The data must be written out once more, precisely as given.
[start of Records for this exercise]
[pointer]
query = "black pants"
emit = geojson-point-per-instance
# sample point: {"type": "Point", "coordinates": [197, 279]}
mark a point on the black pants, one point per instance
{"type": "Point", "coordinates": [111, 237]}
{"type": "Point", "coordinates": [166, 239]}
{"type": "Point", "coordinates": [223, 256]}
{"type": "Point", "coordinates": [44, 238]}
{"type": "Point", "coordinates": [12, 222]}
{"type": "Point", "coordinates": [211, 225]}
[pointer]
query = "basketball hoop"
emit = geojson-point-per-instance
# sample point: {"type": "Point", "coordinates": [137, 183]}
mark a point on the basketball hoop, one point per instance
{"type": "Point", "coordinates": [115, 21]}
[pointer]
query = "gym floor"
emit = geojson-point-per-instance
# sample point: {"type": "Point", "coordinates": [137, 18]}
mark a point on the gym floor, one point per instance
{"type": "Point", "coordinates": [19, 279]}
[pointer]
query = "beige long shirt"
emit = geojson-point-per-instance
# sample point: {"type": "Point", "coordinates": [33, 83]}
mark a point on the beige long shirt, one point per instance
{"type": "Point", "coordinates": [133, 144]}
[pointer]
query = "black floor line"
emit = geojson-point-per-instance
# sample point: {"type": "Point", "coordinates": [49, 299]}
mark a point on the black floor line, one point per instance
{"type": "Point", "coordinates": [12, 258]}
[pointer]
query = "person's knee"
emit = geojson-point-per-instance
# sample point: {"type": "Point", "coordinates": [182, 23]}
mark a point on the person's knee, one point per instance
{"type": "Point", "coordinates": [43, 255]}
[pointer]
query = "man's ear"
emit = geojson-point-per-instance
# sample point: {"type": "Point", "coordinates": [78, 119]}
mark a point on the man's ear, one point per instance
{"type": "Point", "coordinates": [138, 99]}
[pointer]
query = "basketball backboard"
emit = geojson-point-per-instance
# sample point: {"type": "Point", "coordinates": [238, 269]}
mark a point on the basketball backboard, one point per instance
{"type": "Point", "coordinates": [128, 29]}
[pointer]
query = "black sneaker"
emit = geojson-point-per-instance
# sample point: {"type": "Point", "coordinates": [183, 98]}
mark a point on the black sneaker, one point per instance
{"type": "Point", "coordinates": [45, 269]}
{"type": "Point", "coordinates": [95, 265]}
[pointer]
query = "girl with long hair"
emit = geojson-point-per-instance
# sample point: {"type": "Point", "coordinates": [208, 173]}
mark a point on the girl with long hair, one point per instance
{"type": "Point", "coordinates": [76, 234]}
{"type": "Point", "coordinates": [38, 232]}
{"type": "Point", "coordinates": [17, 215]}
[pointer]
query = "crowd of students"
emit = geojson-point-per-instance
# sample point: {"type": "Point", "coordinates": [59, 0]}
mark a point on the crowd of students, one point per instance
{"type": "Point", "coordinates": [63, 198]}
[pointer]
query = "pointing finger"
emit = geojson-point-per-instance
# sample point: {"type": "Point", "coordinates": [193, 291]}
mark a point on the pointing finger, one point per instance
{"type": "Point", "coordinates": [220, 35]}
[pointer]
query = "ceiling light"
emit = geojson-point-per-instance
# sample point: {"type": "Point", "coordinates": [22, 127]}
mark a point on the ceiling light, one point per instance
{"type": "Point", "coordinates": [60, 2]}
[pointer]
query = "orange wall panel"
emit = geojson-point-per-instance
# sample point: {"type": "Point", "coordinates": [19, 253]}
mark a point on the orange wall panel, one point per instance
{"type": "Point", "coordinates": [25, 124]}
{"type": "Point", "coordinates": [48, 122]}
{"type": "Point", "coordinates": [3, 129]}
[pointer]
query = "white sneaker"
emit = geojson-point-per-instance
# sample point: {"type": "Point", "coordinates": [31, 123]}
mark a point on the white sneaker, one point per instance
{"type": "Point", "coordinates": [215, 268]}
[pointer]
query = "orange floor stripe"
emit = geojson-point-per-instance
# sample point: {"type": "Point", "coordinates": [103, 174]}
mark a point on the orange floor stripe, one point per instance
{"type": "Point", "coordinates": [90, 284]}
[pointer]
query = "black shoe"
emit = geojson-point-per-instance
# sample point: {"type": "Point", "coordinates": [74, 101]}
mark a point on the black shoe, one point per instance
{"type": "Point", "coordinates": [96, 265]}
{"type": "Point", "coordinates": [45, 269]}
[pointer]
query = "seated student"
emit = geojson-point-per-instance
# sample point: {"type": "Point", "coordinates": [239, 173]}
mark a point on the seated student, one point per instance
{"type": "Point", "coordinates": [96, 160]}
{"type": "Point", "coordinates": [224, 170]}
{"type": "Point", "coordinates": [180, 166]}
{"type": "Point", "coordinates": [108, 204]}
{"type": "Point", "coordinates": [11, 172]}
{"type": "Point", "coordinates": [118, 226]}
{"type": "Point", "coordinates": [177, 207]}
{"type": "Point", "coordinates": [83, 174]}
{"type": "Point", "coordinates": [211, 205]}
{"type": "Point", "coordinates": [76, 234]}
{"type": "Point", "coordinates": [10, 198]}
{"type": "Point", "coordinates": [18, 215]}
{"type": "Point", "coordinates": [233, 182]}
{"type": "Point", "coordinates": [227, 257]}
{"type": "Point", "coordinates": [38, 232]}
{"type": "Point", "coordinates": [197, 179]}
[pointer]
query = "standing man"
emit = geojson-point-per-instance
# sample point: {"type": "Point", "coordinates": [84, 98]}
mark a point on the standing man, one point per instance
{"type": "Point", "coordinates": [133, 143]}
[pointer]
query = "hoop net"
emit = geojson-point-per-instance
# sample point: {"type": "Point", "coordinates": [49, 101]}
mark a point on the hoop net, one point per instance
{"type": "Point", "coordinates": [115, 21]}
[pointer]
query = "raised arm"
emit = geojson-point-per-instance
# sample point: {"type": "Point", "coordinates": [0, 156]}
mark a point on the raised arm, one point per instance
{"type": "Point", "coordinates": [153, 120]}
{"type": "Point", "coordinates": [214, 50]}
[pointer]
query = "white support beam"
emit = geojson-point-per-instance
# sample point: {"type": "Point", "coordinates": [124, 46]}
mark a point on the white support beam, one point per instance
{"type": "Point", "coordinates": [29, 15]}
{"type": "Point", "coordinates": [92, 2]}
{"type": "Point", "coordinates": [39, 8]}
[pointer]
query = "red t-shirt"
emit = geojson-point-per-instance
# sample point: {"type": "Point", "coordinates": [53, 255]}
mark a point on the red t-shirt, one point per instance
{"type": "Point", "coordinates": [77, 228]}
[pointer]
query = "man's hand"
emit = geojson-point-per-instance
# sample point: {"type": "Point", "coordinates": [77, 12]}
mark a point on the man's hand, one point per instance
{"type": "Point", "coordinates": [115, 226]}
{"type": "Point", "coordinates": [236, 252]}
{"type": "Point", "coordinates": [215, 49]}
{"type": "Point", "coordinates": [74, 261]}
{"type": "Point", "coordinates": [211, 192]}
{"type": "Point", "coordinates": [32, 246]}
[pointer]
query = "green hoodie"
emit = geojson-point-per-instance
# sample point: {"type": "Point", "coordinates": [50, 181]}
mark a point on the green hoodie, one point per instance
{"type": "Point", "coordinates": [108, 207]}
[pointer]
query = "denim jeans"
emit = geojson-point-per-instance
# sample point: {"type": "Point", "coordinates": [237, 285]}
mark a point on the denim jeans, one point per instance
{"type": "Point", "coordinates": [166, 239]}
[end of Records for this exercise]
The completed task:
[pointer]
query = "black pants"
emit = geojson-point-per-instance
# sample point: {"type": "Point", "coordinates": [197, 279]}
mark a point on the black pants, one point per instance
{"type": "Point", "coordinates": [111, 237]}
{"type": "Point", "coordinates": [166, 239]}
{"type": "Point", "coordinates": [223, 256]}
{"type": "Point", "coordinates": [44, 238]}
{"type": "Point", "coordinates": [12, 222]}
{"type": "Point", "coordinates": [211, 225]}
[pointer]
query = "basketball hoop"
emit = geojson-point-per-instance
# sample point: {"type": "Point", "coordinates": [137, 183]}
mark a point on the basketball hoop, one point per instance
{"type": "Point", "coordinates": [115, 21]}
[pointer]
query = "gym floor"
emit = geojson-point-per-instance
# sample point: {"type": "Point", "coordinates": [137, 18]}
mark a point on the gym floor, one point per instance
{"type": "Point", "coordinates": [19, 279]}
[pointer]
query = "beige long shirt"
emit = geojson-point-per-instance
# sample point: {"type": "Point", "coordinates": [33, 83]}
mark a point on the beige long shirt, one point per instance
{"type": "Point", "coordinates": [133, 144]}
[pointer]
query = "black floor line"
emit = geojson-point-per-instance
# sample point: {"type": "Point", "coordinates": [49, 299]}
mark a point on the black floor line, one point per instance
{"type": "Point", "coordinates": [12, 258]}
[pointer]
query = "person's knee"
emit = geojson-point-per-instance
# sample point: {"type": "Point", "coordinates": [182, 23]}
mark a point on the person's knee, one point per instance
{"type": "Point", "coordinates": [43, 255]}
[pointer]
query = "man's ear"
emit = geojson-point-per-instance
# sample point: {"type": "Point", "coordinates": [78, 119]}
mark a point on the man's ear, one point per instance
{"type": "Point", "coordinates": [138, 99]}
[pointer]
query = "basketball backboard"
emit = geojson-point-per-instance
# sample point: {"type": "Point", "coordinates": [238, 269]}
mark a point on the basketball backboard, one point per instance
{"type": "Point", "coordinates": [128, 29]}
[pointer]
query = "black sneaker"
emit = geojson-point-per-instance
# sample point: {"type": "Point", "coordinates": [183, 98]}
mark a point on the black sneaker, one point per instance
{"type": "Point", "coordinates": [45, 269]}
{"type": "Point", "coordinates": [95, 265]}
[pointer]
query = "girl with long hair"
emit = geojson-point-per-instance
# sample point: {"type": "Point", "coordinates": [208, 173]}
mark a point on the girl with long hair, one point per instance
{"type": "Point", "coordinates": [76, 234]}
{"type": "Point", "coordinates": [38, 232]}
{"type": "Point", "coordinates": [17, 215]}
[pointer]
query = "crowd of students"
emit = geojson-point-per-instance
# sample point: {"type": "Point", "coordinates": [59, 0]}
mark a point on the crowd of students, one point per instance
{"type": "Point", "coordinates": [63, 198]}
[pointer]
query = "pointing finger"
emit = geojson-point-per-instance
# sample point: {"type": "Point", "coordinates": [193, 291]}
mark a point on the pointing finger, one point per instance
{"type": "Point", "coordinates": [220, 35]}
[pointer]
query = "ceiling light"
emit = geojson-point-per-instance
# sample point: {"type": "Point", "coordinates": [22, 127]}
mark a point on the ceiling light, one point per instance
{"type": "Point", "coordinates": [60, 2]}
[pointer]
query = "orange wall panel"
emit = geojson-point-per-instance
# sample point: {"type": "Point", "coordinates": [19, 253]}
mark a point on the orange wall panel, one point per instance
{"type": "Point", "coordinates": [25, 124]}
{"type": "Point", "coordinates": [48, 122]}
{"type": "Point", "coordinates": [3, 129]}
[pointer]
query = "white sneaker"
emit = geojson-point-per-instance
# sample point: {"type": "Point", "coordinates": [31, 123]}
mark a point on the white sneaker, one point per instance
{"type": "Point", "coordinates": [215, 268]}
[pointer]
query = "orange floor stripe"
emit = geojson-point-per-instance
# sample point: {"type": "Point", "coordinates": [103, 174]}
mark a point on the orange floor stripe, one point per instance
{"type": "Point", "coordinates": [90, 284]}
[pointer]
query = "black shoe"
emit = geojson-point-per-instance
# sample point: {"type": "Point", "coordinates": [74, 101]}
mark a point on the black shoe, one point per instance
{"type": "Point", "coordinates": [96, 265]}
{"type": "Point", "coordinates": [45, 269]}
[pointer]
query = "seated student"
emit = geojson-point-per-instance
# sample point: {"type": "Point", "coordinates": [239, 173]}
mark a point on the seated student, one point per instance
{"type": "Point", "coordinates": [96, 160]}
{"type": "Point", "coordinates": [224, 170]}
{"type": "Point", "coordinates": [180, 166]}
{"type": "Point", "coordinates": [108, 204]}
{"type": "Point", "coordinates": [11, 172]}
{"type": "Point", "coordinates": [118, 226]}
{"type": "Point", "coordinates": [177, 207]}
{"type": "Point", "coordinates": [83, 174]}
{"type": "Point", "coordinates": [211, 205]}
{"type": "Point", "coordinates": [76, 234]}
{"type": "Point", "coordinates": [10, 198]}
{"type": "Point", "coordinates": [18, 215]}
{"type": "Point", "coordinates": [233, 182]}
{"type": "Point", "coordinates": [227, 257]}
{"type": "Point", "coordinates": [38, 232]}
{"type": "Point", "coordinates": [197, 179]}
[pointer]
query = "standing man"
emit = geojson-point-per-instance
# sample point: {"type": "Point", "coordinates": [84, 98]}
mark a point on the standing man, one point per instance
{"type": "Point", "coordinates": [133, 143]}
[pointer]
query = "hoop net"
emit = geojson-point-per-instance
# sample point: {"type": "Point", "coordinates": [49, 101]}
mark a point on the hoop net, one point per instance
{"type": "Point", "coordinates": [115, 21]}
[pointer]
query = "raised arm"
emit = geojson-point-per-instance
# sample point: {"type": "Point", "coordinates": [0, 156]}
mark a point on the raised arm, one point per instance
{"type": "Point", "coordinates": [153, 120]}
{"type": "Point", "coordinates": [214, 50]}
[pointer]
query = "white support beam"
emit = geojson-point-per-instance
# sample point: {"type": "Point", "coordinates": [124, 46]}
mark a point on the white support beam, one point per instance
{"type": "Point", "coordinates": [29, 15]}
{"type": "Point", "coordinates": [92, 2]}
{"type": "Point", "coordinates": [39, 8]}
[pointer]
query = "red t-shirt"
emit = geojson-point-per-instance
# sample point: {"type": "Point", "coordinates": [53, 255]}
mark a point on the red t-shirt, one point per instance
{"type": "Point", "coordinates": [77, 228]}
[pointer]
query = "man's hand"
emit = geojson-point-per-instance
# sample point: {"type": "Point", "coordinates": [77, 12]}
mark a point on the man's hand, one point per instance
{"type": "Point", "coordinates": [115, 226]}
{"type": "Point", "coordinates": [236, 252]}
{"type": "Point", "coordinates": [215, 49]}
{"type": "Point", "coordinates": [74, 261]}
{"type": "Point", "coordinates": [211, 192]}
{"type": "Point", "coordinates": [32, 246]}
[pointer]
query = "green hoodie"
emit = geojson-point-per-instance
# sample point: {"type": "Point", "coordinates": [50, 181]}
mark a point on the green hoodie, one point per instance
{"type": "Point", "coordinates": [108, 207]}
[pointer]
query = "denim jeans"
emit = geojson-point-per-instance
# sample point: {"type": "Point", "coordinates": [237, 285]}
mark a point on the denim jeans, one point per instance
{"type": "Point", "coordinates": [166, 239]}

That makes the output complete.